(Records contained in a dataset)
##############################
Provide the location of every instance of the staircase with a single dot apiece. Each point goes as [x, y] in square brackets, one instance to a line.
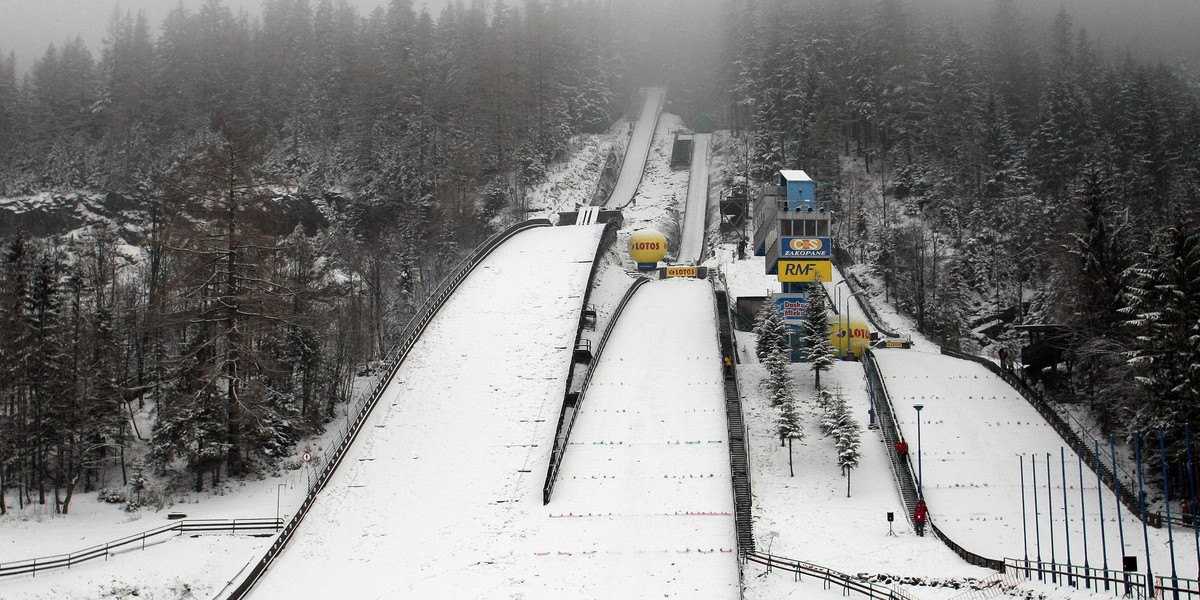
[739, 462]
[901, 467]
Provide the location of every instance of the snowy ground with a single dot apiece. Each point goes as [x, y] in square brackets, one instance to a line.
[654, 514]
[643, 131]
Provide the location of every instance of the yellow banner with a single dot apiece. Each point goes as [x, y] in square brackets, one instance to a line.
[805, 270]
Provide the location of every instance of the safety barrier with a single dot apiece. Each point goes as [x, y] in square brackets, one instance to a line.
[901, 467]
[829, 577]
[363, 411]
[137, 541]
[865, 307]
[1122, 583]
[1073, 438]
[563, 431]
[739, 441]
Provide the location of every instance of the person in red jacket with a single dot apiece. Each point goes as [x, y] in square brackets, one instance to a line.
[919, 515]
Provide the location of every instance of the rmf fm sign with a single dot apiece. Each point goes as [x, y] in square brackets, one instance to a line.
[805, 270]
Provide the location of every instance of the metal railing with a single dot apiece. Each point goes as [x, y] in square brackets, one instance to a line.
[408, 339]
[1122, 583]
[1102, 461]
[829, 577]
[881, 401]
[137, 541]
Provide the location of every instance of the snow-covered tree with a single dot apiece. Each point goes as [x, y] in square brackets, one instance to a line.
[846, 435]
[1164, 315]
[790, 429]
[771, 330]
[816, 333]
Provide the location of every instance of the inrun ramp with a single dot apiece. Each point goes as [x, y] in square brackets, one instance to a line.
[691, 244]
[643, 495]
[639, 149]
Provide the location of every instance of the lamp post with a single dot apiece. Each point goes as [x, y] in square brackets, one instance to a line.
[837, 299]
[921, 477]
[846, 331]
[277, 489]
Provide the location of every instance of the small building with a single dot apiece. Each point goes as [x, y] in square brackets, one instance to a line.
[791, 226]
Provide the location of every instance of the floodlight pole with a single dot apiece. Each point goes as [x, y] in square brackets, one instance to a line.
[921, 472]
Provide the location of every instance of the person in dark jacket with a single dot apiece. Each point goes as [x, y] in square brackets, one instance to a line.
[919, 515]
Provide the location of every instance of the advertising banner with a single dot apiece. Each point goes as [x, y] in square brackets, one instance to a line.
[805, 270]
[805, 247]
[792, 306]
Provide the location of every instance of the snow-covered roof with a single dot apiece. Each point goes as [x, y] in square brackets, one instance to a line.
[795, 175]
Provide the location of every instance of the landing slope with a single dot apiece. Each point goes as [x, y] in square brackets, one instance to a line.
[645, 486]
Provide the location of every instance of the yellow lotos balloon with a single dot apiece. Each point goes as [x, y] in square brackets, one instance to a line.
[647, 246]
[859, 336]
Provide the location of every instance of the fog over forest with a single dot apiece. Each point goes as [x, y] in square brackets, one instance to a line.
[676, 30]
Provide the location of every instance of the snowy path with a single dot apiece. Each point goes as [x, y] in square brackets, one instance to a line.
[693, 243]
[645, 485]
[973, 430]
[637, 150]
[447, 483]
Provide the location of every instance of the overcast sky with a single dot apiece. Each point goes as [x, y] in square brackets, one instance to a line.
[1152, 29]
[29, 27]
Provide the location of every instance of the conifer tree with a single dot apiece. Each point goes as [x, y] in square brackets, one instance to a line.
[769, 330]
[790, 429]
[847, 438]
[816, 333]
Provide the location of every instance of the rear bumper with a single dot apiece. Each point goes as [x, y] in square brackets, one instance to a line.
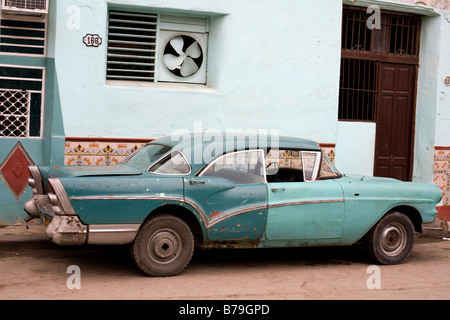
##############################
Exact copy, no pictures: reproduce every record above.

Provide the location of every instance of the staircase with a single dot apiece. Each point goes as [x, y] in square brackets, one instance to a line.
[739, 462]
[901, 467]
Provide the location of every instance of the snowy ground with a single dot apiece. Each point goes as [x, y] in square brackets, one instance to a line.
[654, 514]
[643, 131]
Provide the location of every instance of the yellow banner with a single dot apiece. Each point goes as [x, y] in square brackets, one instance to a line.
[805, 270]
Provide the location of every instance of the safety barrier with a single dot apiece. Each point goes as [x, y] in square brackets, one instance to a line.
[901, 467]
[829, 577]
[363, 411]
[137, 541]
[865, 307]
[1122, 583]
[1073, 438]
[563, 431]
[739, 441]
Provide the location of every instance of the person in red jacket with a single dot apiece. Each point goes as [x, y] in square brackets, one instance to a line.
[919, 515]
Provide the location of every instance of the rmf fm sign with a single dot apiece. Each point goes as [x, y] in square brackets, one instance to a line.
[805, 270]
Provide the location of every instance of the metal railing with a single dot apiece. Each point goes as [x, y] in square brackets, one instance to a line.
[408, 339]
[1122, 583]
[1102, 461]
[829, 577]
[881, 401]
[137, 541]
Provide the location of every instance of the snow-covered tree with a single dot apiece. Each point goes as [x, y] in square brackets, one instance to a line.
[846, 435]
[1164, 315]
[790, 429]
[771, 330]
[816, 333]
Provide the location of every instance of the inrun ramp with a single dot apiece. Each point goes as [x, y] in square brackets, one instance to a line.
[691, 244]
[643, 495]
[639, 149]
Provide the location of every instance of the lamp post with a single dot apiece. Each point goes as [x, y] in square brackets, one instance to a line.
[837, 299]
[921, 477]
[846, 331]
[277, 489]
Provide the location of every instance of the small building with a single dot apiece. Each point goes as [x, y] in square brackets, one instance to a line.
[791, 226]
Provide the location of every instance of the floodlight pole with a single dot apiece. Each point goes as [x, y] in square brackets, one instance to a line.
[921, 472]
Provide the location of every instance of the person in dark jacket with a single dot apiece. Each point goes as [x, y] in square brackets, one instance to a line.
[919, 515]
Provide the location of every instance of the advertising banner with a single dot apiece. Each point goes as [x, y] in square brackets, one instance to a line.
[805, 270]
[805, 247]
[792, 306]
Provide the location of every instance of the snow-covered roof with a single dot apiece. Each point goes as [x, y] in square brackets, one instance to a line.
[795, 175]
Provide the location of every instance of the landing slope with a single dot apiece. Each point goes as [x, y] in square brackets, one instance to a line.
[645, 486]
Provide the location of every instance of the yellow lotos balloon with a single dot apiece. Each point goes as [x, y] in square brackets, one instance to a line.
[647, 246]
[859, 336]
Provide the location of every instance of the fog over forest with a single dot apiece. Each point goes as [x, y] in square brackets, one instance to a line.
[676, 30]
Provide the location of every instance of the snowy path with a single dot apiece. Each point goes as [x, y] in square brackets, one instance to a line.
[693, 243]
[645, 485]
[973, 430]
[637, 150]
[447, 483]
Provide the location of every instance of the overcast sky with a single dot apiece. Each point goes as [x, y] in square brackets, one instance to a line.
[1152, 29]
[29, 27]
Provide the location of every instance of the conifer tree with a single dot apiece. Each point goes as [x, y] in square brackets, one instance to a line.
[769, 330]
[790, 429]
[847, 438]
[816, 333]
Provide the location of every instance of the rear bumper with a single dot apiece. Each point goes as [x, y] in square brackets, one instance to a line.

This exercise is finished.